- PASSAGE SHOWN
==============================

Biden Blames Trump for Stimulus Failure, Says He's 'Spent All His Time In His Golf Course'
Democratic presidential nominee Joe Biden blamed President Donald Trump for the ongoing stimulus deadlock, saying he's "spent all his time in his golf course."
Biden gave a scathing rebuke of his Republican opponent at a campaign stop in Bucks County, Pennsylvania Saturday morning. The Democrat criticized the president for downplaying the severity of the pandemic in the early stages—hours after the U.S. reported about 84,000 new COVID cases on Friday night.
"I told him at the debate, we're not learning how to live with it," Biden said. "We're learning how to die with it. And it's wrong."
With just 10 days until the election with no stimulus deal in sight, the former vice president questioned whether Trump was serious about delivering relief to struggling American families.
"Trump can't get his own party to deliver real economic relief for working families," he said. "I don't think he wants to. Congress has passed the HEROES Act way back in May. He spent all his time in his golf course, in his bunker, not trying to bring together anybody to try and get it done."

Biden insisted that rather than sorting out a bipartisan stimulus deal, Trump and the Republicans are focusing their time on rushing through the confirmation of Amy Coney Barrett to the Supreme Court.
"They don't have time for [stimulus]," he said. "To work on how to get relief now for hard working people, those who are unemployed, small businesses..,to schools in the middle of this pandemic."
"They do have time though to spend several weeks on confirming a new justice who's interested in doing one thing: getting rid of Obamacare."

==============================

- RECORDS SUPPLIED
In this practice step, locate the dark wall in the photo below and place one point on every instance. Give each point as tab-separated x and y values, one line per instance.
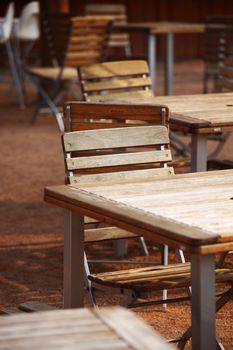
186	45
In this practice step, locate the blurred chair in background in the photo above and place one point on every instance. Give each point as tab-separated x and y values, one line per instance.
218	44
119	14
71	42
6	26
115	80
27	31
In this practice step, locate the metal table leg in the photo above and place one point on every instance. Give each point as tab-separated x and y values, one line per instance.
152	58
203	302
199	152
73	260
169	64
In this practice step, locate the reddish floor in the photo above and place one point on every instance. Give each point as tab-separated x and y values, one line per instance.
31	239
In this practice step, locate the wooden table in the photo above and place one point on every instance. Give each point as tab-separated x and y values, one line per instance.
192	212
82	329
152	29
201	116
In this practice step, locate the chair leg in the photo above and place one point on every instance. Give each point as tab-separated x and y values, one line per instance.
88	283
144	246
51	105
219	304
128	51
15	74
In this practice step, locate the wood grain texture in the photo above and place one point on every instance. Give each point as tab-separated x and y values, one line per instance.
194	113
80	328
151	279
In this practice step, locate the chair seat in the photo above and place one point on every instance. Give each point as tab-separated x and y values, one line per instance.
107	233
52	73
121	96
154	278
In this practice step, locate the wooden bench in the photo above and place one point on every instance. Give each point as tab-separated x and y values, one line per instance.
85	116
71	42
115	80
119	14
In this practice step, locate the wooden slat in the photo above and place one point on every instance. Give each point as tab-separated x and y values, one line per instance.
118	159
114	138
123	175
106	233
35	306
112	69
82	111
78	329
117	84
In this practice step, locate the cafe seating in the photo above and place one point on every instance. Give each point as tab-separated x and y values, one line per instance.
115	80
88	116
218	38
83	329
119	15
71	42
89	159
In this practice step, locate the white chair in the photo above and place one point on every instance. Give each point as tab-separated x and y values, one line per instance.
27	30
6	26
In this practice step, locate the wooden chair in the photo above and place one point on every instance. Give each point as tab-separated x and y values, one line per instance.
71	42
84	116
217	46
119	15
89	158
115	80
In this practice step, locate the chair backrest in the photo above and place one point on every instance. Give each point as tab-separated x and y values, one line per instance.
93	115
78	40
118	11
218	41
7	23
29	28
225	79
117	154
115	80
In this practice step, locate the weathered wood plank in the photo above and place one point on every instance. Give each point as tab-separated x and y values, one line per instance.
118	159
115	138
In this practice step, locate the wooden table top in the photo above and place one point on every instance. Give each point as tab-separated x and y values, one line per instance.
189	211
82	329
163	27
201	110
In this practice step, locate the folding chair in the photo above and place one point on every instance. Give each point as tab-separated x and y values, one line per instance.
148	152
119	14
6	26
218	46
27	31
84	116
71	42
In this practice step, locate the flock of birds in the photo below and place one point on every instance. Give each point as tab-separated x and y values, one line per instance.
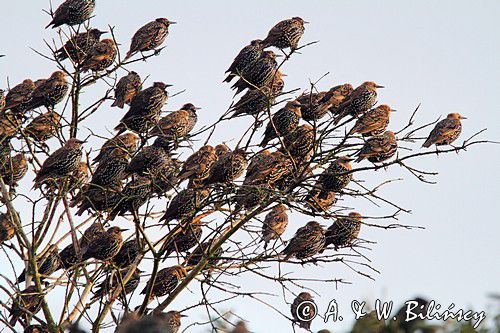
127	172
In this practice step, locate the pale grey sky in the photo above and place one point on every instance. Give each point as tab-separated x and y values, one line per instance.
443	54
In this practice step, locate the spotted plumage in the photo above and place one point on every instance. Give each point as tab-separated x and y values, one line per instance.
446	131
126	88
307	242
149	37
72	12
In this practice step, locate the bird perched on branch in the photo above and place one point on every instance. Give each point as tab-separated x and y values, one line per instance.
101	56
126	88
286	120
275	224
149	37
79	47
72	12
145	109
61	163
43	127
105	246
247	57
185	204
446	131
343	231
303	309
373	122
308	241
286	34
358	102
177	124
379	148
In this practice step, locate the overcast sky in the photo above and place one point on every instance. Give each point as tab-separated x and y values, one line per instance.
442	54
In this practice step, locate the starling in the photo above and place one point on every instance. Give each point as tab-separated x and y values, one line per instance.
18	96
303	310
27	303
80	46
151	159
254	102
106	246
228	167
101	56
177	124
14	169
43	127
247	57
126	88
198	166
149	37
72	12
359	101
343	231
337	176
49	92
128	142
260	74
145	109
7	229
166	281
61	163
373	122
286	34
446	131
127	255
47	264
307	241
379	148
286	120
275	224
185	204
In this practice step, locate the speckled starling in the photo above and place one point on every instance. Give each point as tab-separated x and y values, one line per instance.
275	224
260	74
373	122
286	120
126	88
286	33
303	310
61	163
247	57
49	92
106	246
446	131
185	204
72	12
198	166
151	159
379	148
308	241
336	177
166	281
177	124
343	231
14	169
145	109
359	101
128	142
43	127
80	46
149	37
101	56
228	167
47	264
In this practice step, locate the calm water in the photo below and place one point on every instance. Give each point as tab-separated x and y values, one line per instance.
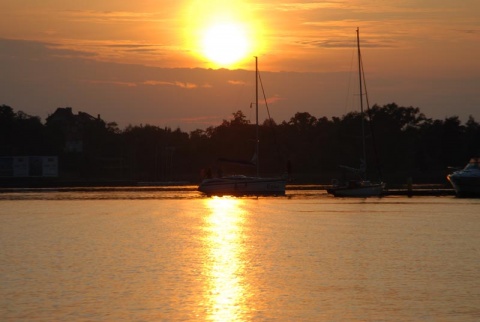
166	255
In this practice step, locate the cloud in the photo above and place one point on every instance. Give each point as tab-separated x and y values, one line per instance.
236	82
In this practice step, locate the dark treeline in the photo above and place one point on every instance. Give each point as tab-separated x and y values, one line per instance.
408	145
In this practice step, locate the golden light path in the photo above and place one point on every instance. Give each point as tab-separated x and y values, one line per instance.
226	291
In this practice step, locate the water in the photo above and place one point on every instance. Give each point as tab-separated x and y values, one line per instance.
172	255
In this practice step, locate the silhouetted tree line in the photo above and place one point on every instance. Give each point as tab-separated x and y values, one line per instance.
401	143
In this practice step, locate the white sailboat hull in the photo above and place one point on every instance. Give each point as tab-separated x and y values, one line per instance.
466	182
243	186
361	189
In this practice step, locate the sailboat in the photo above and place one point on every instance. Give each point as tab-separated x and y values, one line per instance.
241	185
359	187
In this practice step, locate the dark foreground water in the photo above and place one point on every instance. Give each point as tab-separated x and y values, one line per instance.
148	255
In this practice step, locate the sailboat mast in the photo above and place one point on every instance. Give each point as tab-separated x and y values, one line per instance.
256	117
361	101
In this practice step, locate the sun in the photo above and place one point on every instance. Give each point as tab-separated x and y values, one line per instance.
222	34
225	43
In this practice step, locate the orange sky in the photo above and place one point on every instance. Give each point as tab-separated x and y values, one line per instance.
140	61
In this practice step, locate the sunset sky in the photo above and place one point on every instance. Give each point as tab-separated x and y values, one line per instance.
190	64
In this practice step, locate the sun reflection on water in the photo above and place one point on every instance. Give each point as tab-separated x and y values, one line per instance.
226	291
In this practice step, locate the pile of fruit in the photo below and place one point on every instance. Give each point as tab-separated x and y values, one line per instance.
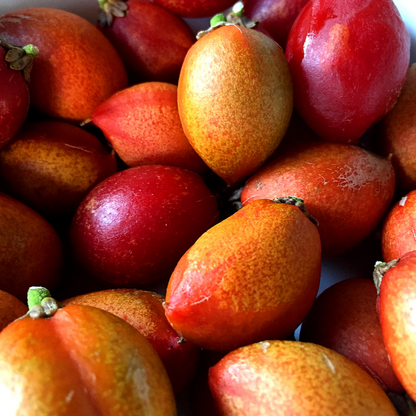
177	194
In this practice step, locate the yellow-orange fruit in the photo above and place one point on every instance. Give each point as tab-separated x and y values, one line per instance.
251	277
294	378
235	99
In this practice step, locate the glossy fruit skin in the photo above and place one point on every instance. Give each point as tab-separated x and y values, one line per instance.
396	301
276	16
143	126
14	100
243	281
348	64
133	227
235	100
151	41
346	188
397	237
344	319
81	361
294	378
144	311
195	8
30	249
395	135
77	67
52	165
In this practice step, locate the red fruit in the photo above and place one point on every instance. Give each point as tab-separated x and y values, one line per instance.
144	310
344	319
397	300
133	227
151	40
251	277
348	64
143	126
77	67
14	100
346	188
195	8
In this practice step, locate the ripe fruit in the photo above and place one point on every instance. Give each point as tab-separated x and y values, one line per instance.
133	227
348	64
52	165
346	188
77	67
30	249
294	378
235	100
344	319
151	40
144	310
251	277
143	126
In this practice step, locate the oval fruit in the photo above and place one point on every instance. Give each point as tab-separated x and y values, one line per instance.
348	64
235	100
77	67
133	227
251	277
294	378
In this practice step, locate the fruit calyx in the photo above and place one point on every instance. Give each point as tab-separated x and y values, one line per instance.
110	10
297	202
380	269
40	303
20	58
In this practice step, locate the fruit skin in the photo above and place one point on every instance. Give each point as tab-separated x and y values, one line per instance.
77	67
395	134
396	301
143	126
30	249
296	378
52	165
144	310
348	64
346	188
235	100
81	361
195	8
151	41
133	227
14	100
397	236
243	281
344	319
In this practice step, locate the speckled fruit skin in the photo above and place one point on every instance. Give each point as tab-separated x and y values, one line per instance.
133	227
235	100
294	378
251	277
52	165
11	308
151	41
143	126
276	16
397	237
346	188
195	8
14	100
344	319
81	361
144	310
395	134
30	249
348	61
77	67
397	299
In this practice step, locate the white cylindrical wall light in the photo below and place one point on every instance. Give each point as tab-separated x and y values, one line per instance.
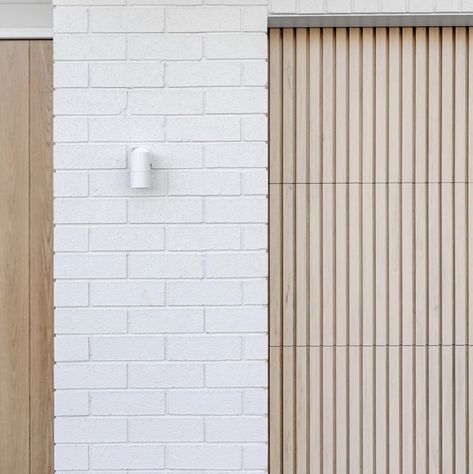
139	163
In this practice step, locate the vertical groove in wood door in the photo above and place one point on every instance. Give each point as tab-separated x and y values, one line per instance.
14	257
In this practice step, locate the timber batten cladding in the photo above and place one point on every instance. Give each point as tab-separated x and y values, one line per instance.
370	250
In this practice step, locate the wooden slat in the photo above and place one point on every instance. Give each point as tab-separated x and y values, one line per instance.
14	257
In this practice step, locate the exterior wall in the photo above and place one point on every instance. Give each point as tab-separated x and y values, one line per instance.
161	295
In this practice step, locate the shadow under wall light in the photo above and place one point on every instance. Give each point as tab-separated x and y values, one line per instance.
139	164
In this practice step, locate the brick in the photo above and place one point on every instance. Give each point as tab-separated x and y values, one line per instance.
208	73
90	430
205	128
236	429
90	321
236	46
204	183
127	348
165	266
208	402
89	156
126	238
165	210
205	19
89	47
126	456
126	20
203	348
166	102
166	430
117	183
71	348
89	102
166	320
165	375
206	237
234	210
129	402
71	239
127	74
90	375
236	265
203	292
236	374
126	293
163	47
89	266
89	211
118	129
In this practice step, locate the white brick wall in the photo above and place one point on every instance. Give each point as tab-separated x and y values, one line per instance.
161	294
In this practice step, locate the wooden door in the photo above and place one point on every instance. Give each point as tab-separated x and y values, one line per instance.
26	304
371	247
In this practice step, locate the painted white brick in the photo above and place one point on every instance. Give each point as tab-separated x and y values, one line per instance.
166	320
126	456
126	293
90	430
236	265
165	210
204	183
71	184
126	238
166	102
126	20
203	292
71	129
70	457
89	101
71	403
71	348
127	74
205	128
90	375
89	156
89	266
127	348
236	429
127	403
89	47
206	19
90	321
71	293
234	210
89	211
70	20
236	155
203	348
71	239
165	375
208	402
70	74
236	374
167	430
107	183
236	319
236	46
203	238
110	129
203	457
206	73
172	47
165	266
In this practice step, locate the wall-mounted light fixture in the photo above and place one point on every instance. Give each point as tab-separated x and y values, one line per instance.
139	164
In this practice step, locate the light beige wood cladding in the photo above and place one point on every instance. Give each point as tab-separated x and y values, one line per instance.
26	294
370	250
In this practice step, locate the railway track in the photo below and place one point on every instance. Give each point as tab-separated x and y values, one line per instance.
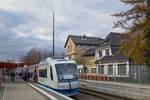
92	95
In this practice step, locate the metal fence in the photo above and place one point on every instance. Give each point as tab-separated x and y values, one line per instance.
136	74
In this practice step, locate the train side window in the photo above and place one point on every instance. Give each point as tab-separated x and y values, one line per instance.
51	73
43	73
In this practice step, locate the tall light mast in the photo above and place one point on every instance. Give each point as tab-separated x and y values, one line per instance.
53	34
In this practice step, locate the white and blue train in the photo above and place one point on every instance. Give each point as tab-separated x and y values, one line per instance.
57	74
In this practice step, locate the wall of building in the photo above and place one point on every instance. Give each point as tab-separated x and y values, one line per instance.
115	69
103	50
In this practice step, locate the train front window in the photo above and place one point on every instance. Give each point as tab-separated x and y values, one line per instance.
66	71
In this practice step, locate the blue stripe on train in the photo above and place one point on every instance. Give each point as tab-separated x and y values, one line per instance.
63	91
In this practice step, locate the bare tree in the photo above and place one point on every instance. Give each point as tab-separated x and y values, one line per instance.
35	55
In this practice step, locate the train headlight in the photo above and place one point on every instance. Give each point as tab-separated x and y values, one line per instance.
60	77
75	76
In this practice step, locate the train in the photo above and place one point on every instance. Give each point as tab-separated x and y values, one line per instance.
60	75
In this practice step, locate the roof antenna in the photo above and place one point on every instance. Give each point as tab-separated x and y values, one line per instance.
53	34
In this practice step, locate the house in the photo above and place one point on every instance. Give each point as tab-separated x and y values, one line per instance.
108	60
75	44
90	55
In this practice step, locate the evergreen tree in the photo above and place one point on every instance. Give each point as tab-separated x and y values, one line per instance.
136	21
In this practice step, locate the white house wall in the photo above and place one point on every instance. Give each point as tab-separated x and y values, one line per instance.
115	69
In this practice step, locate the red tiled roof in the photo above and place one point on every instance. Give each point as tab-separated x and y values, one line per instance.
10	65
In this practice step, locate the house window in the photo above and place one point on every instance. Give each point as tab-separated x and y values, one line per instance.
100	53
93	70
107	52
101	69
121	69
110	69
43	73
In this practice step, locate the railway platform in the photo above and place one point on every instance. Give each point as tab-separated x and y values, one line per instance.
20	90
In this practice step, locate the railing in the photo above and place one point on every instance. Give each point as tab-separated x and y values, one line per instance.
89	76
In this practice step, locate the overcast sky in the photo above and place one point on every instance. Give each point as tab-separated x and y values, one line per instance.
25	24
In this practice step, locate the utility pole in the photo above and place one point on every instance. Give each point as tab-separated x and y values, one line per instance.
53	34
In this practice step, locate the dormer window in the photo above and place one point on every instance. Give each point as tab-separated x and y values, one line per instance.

==============================

- CHECK YOUR UNDERSTANDING
1) Repeat the part of the article on Biden's stimulus remarks that begins at the words "Biden gave a" and stops after "on Friday night.".
2) In the article on Biden's stimulus remarks, where did Biden speak on Saturday morning?
The items come from a separate source, unrelated to the article on Biden's stimulus remarks.

- ACTIVITY ANSWERS
1)
Biden gave a scathing rebuke of his Republican opponent at a campaign stop in Bucks County, Pennsylvania Saturday morning. The Democrat criticized the president for downplaying the severity of the pandemic in the early stages—hours after the U.S. reported about 84,000 new COVID cases on Friday night.

2) At a campaign stop in Bucks County, Pennsylvania.